Brief A> Show every row below that contains the string "armchair", treating uppercase and lowercase letters as different.
BEGIN Text shown
Very old nightsky

[Verz Veraldi]

Have you ever think of it? The speed of light is (what i see in wikipedia ) 299,792,458 metres per second. So, maybe some of the stars or nebulas are actually gone now.. Example, the LMC is maybe 148.000 lightyears away, so the LMC we see from photos or our own eyes is what we supposed to see 148000 years ago if lightyears have infinite speed!
So the point is, we can't really create a very accurate position of stars or something in celestia.. It only resembles the stars we see 'now'... or the 'past'?

[Hungry4info]

That's true, and easy to forget when going around the Universe in Celestia.

[Fenerit]

...
Example, the LMC is maybe 148.000 lightyears away, so the LMC we see from photos or our own eyes is what we supposed to see 148000 years ago if lightyears have infinite speed!

Therefore all the deep space objects are at same distance?

[Verz Veraldi]

yeah, but no, fenerit.. every dso have a different distance. what i mean 'LMC' is the large magellanic cloud, an irregular galaxy near us. other dso like orion nebula or something is closer..

[t00fri]

Have you ever think of it? The speed of light is (what i see in wikipedia ) 299,792,458 metres per second. So, maybe some of the stars or nebulas are actually gone now.. Example, the LMC is maybe 148.000 lightyears away, so the LMC we see from photos or our own eyes is what we supposed to see 148000 years ago if lightyears have infinite speed!
So the point is, we can't really create a very accurate position of stars or something in celestia.. It only resembles the stars we see 'now'... or the 'past'?
END Text shown
BEGIN Entries shown
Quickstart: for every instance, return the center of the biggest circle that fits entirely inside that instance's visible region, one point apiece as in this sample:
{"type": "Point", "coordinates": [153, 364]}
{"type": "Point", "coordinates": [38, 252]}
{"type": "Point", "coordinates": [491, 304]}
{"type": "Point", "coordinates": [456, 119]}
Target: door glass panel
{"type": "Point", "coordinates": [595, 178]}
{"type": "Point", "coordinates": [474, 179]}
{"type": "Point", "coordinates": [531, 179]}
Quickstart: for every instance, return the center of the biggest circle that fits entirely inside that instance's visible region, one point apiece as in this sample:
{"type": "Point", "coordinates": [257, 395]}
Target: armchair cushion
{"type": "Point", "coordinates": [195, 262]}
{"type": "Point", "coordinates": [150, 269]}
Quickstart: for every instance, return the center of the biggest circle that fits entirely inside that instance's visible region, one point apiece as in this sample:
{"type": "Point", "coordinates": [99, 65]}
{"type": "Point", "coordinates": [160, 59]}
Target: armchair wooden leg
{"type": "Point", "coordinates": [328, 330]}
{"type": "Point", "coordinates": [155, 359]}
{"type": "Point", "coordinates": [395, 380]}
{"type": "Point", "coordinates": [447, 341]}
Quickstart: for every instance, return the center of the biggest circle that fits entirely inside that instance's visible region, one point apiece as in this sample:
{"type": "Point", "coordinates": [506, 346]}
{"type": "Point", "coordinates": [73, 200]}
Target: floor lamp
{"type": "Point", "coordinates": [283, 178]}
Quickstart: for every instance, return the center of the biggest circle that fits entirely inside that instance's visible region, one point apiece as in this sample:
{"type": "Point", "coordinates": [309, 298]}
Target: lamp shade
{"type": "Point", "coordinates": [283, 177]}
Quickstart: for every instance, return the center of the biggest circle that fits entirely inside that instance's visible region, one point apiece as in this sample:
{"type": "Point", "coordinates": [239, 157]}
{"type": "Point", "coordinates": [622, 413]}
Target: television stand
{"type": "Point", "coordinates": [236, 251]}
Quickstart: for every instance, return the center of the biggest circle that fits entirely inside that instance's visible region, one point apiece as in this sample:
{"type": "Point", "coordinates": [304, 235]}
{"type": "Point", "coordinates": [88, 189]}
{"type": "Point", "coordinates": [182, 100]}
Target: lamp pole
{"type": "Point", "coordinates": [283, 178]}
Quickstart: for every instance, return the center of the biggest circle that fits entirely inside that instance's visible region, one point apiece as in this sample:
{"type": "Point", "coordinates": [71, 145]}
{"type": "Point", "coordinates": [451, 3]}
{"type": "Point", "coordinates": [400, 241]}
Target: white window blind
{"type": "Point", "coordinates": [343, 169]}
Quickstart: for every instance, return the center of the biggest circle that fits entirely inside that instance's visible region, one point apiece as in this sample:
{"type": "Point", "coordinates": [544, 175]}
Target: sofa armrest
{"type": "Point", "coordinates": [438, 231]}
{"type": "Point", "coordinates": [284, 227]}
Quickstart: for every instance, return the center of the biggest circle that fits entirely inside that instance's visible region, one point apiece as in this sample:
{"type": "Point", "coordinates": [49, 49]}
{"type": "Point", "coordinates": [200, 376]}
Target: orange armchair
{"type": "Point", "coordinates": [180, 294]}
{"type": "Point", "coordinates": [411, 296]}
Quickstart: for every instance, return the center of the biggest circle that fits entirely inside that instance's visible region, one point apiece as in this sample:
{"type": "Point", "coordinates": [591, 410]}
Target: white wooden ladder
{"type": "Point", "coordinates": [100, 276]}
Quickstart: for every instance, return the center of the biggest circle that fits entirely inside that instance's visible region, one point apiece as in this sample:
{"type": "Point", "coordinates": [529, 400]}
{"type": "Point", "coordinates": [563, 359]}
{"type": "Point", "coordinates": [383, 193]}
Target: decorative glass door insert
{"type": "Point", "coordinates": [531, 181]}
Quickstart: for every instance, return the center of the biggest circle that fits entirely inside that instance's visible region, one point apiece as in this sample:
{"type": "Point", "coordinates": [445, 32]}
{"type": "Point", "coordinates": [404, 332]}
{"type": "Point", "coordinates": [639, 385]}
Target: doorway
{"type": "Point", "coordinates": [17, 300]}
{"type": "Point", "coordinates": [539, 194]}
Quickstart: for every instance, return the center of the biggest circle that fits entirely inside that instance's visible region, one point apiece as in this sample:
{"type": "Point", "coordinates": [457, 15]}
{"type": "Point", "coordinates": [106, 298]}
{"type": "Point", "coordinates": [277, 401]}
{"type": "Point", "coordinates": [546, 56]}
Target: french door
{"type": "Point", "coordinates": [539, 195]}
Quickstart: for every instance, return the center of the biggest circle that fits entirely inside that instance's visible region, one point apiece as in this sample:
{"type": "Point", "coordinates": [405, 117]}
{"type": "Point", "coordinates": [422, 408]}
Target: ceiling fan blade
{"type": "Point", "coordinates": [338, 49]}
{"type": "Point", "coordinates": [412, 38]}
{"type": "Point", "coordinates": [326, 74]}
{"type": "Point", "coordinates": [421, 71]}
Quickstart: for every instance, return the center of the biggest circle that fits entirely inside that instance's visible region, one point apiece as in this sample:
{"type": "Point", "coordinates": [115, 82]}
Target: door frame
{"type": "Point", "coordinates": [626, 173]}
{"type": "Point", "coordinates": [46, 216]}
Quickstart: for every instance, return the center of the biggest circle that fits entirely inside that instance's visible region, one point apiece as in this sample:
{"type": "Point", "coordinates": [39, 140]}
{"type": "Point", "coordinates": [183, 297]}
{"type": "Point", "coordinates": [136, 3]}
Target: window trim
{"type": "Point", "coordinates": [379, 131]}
END Entries shown
Brief B> Retype the passage of the night sky thread between "Therefore all the" and "something is closer..", inclusive.

Problem solution A>
Target: armchair cushion
Target: armchair wooden leg
Target: orange armchair

Problem solution B>
Therefore all the deep space objects are at same distance?

[Verz Veraldi]

yeah, but no, fenerit.. every dso have a different distance. what i mean 'LMC' is the large magellanic cloud, an irregular galaxy near us. other dso like orion nebula or something is closer..